+++ Gegebener Textauszug +++
Im Rahmen der Geselligkeit wird dieser These nur vom hässlichen Jossif Aszaturow widersprochen, und zwar durch die Angabe eines brisanten Gegenbeispiels: „‚Stalin! Ist er schön oder häßlich?` [...] Pontrjagin wurde blaß wie Schafskäse.“ (275) Hässlichkeit, die gepaart mit Macht und Gewalt auftritt, möchte Pontrjagin in seine ästhetizistische Vernichtungsphantasie lieber nicht einschließen. Emmy Noether allerdings zählt nicht zu den Mächtigen. Obgleich sie durch die Redeattacke ebenfalls sichtlich verletzt ist, meldet sie sich nicht zu Wort, spricht sich jedoch noch in der Nacht mit ihrem Doktoranden Candoris aus. Nachdem sie - so Köhlmeiers Plot - ihm gestanden hat, schon während der Pubertät ihre Hässlichkeit erkannt zu haben (283), kommt sie auf den Eklat zu sprechen, wobei sie die persönliche Verletzung, das wegen ihrer Hässlichkeit empfundene „Weh“ (271), herunterspielt, dafür aber Pontrjagins Forderung einer Axiomatisierung und „wissenschaftlichen Prüfung“ (273) ästhetischer Argumente Folge leistet:

Der Pontrjagin denkt klar [...]. Interessant an seiner Überlegung ist doch nur eines: Schönheit geht in Schönheit unter. Schönes wird durch Schönes entwertet. Häßliches dagegen gewinnt unter Häßlichem an Kontur. Daraus schließe ich: Das Schöne ist eine Variable, das Häßliche eine Konstante. Damit aber wäre seine Vermutung widerlegt. (284f.)
+++ Vorliegende Datensammlung +++
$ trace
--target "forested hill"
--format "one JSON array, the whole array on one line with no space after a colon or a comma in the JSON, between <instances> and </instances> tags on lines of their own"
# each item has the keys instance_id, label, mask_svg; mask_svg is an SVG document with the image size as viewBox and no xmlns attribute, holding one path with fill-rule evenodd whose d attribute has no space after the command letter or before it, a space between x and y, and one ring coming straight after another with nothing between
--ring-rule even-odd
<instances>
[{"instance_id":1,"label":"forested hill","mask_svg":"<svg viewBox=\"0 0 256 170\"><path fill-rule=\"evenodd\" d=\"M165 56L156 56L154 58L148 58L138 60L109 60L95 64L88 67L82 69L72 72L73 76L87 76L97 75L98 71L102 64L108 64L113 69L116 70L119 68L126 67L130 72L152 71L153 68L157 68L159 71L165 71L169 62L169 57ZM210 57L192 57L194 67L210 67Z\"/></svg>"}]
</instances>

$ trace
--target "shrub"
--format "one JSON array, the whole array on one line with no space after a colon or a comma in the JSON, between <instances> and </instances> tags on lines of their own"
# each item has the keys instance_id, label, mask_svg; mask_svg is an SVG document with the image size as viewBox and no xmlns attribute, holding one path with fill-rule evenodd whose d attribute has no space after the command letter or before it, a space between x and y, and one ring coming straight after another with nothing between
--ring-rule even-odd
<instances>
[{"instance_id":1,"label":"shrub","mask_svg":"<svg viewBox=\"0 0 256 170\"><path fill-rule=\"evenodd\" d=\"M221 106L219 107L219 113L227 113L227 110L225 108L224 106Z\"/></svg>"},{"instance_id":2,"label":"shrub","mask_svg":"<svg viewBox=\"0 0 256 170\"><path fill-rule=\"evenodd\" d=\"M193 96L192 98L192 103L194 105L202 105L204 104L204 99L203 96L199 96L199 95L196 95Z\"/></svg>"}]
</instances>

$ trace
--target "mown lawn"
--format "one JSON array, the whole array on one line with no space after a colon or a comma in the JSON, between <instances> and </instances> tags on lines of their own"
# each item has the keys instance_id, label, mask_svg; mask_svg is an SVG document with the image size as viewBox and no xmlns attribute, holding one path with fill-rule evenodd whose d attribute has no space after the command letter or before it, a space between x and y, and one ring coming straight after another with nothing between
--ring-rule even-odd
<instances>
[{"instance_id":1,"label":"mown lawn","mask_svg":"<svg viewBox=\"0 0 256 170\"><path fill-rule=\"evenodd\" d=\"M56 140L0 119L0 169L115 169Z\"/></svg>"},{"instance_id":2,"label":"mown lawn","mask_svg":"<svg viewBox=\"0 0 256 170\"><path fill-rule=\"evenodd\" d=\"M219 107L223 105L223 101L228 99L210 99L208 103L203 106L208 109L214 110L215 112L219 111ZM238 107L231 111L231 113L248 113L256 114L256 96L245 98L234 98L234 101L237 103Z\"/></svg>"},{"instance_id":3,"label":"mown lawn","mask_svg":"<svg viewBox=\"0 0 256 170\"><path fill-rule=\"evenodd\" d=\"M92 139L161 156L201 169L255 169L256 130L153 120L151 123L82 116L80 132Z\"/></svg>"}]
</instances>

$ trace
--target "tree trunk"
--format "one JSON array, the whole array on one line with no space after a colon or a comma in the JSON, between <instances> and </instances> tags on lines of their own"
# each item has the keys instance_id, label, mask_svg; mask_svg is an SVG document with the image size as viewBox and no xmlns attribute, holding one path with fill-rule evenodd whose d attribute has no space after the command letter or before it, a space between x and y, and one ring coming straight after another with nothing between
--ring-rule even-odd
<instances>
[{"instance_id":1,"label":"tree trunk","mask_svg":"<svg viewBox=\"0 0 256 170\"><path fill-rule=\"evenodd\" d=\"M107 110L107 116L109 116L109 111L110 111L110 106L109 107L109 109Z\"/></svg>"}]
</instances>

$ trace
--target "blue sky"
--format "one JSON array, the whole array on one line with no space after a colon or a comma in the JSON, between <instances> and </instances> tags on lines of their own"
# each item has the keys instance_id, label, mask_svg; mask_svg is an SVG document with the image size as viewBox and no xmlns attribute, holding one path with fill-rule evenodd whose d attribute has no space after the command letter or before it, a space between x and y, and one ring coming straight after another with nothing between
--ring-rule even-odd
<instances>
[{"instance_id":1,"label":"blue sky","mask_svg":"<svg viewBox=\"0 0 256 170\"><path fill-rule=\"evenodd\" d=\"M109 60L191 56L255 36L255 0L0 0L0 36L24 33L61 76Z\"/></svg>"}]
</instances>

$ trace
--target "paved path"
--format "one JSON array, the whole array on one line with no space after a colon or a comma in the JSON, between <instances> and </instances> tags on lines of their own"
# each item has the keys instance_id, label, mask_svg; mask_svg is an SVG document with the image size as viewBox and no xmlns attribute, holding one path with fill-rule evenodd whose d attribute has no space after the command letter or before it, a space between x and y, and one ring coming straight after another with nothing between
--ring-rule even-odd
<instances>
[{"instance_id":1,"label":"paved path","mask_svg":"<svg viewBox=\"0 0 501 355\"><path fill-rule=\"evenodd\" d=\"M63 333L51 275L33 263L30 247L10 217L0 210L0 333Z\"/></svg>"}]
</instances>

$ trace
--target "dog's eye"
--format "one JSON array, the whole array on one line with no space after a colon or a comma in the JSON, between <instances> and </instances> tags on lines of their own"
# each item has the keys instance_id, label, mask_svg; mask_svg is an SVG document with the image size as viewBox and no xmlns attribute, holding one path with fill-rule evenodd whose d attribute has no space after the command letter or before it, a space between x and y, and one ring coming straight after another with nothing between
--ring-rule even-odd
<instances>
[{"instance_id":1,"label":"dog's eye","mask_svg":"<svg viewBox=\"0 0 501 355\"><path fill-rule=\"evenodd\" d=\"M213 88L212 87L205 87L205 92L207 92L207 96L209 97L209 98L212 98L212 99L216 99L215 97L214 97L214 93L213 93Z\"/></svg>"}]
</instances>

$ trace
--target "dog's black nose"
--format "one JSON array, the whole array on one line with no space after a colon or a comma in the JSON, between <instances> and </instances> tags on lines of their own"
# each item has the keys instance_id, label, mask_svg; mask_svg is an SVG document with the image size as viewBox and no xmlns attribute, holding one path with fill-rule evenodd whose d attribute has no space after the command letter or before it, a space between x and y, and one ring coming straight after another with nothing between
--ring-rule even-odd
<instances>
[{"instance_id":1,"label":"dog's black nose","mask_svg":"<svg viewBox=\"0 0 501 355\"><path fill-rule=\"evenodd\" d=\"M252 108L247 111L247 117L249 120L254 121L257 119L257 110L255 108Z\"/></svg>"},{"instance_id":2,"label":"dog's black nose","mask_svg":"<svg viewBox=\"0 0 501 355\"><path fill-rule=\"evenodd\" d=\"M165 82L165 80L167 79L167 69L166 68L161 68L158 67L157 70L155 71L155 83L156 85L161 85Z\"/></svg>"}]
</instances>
+++
> Anstehende Aufgaben
- a) Mit wem spricht sich Emmy Noether laut dem Textauszug über Noether und Pontrjagin noch in der Nacht aus?
- b) Schreib den Textauszug über Emmy Noether und Pontrjagin im Anschluss an seinen letzten Satz weiter.
Die Zeilen sind eigenständiges Material und gehören nicht zum Textauszug.

> Antworten pro Aufgabe
- a) Mit ihrem Doktoranden Candoris.

- b)
Noethers akademische, wie eine mathematische Deduktion formulierte Replik entlarvt einmal mehr die ihr vom Erzähler schon an anderer Stelle zugeschriebene politische Naivität. Denn anstatt die von Jossif Aszaturow ins Spiel gebrachte politische Argumentation aufzugreifen, ist Noether offenkundig „der Meinung, die Welt sei von Grunde auf vernünftig und deshalb bis in ihre Verästelungen logisch deduzierbar.“ (88) Candoris hingegen erkennt in Pontrjagins Ideologie das Gewaltpotenzial, dem er nur mit Gegengewalt begegnen kann: Nachdem er schon in Göttingen den Ruf seiner Doktorvaterin gegenüber seinen Kommilitonen notfalls handgreiflich verteidigt hatte (256), versucht er Pontrjagin im Anschluss an die Aussprache mit Noether umzubringen und hält sich in der Folge - und dies ist die tragende Handlungsfunktion der Noether-Episoden - mehrere Jahre lang für einen Mörder.

Welche Bedeutung aber kommt Noethers in der Verkürzung reichlich kryptisch wirkender Widerlegung Pontrjagins zu? Im Roman stellt der Erzähler der in direkter Rede ausgebrachten Deduktion eine Erläuterung aus der autorisierten Perspektive Candoris' voran - eine Dopplung, welche die historische Adäquatheit und die Relevanz der Aussagen ebenso unterstreicht wie ihre Sanktionierung durch den Autor. Der Erläuterung zufolge war Emmy Noether in Moskau „drückend bewußt“ geworden, „daß ihre eigene Häßlichkeit in Gegenwart“ anderer Hässlichkeiten

nicht etwa relativiert [...], sondern verstärkt wurde [...]. Ein häßlicher Mensch neben einem schönen Menschen wird vielleicht zum Kontrast degradiert, aber weil sich durch ihn die Schönheit des anderen in gewisser Weise erst manifestiert, ja definiert, fällt ein Widerschein des Glanzes auch auf ihn. Mag sein, daß Schönheit in Schönheit untergeht, ein Häßliches jedoch macht auf ein anderes Häßliches erst aufmerksam, und am Ende erscheinen beide häßlicher als zuvor, als sie noch einzeln vor das Auge traten. (270)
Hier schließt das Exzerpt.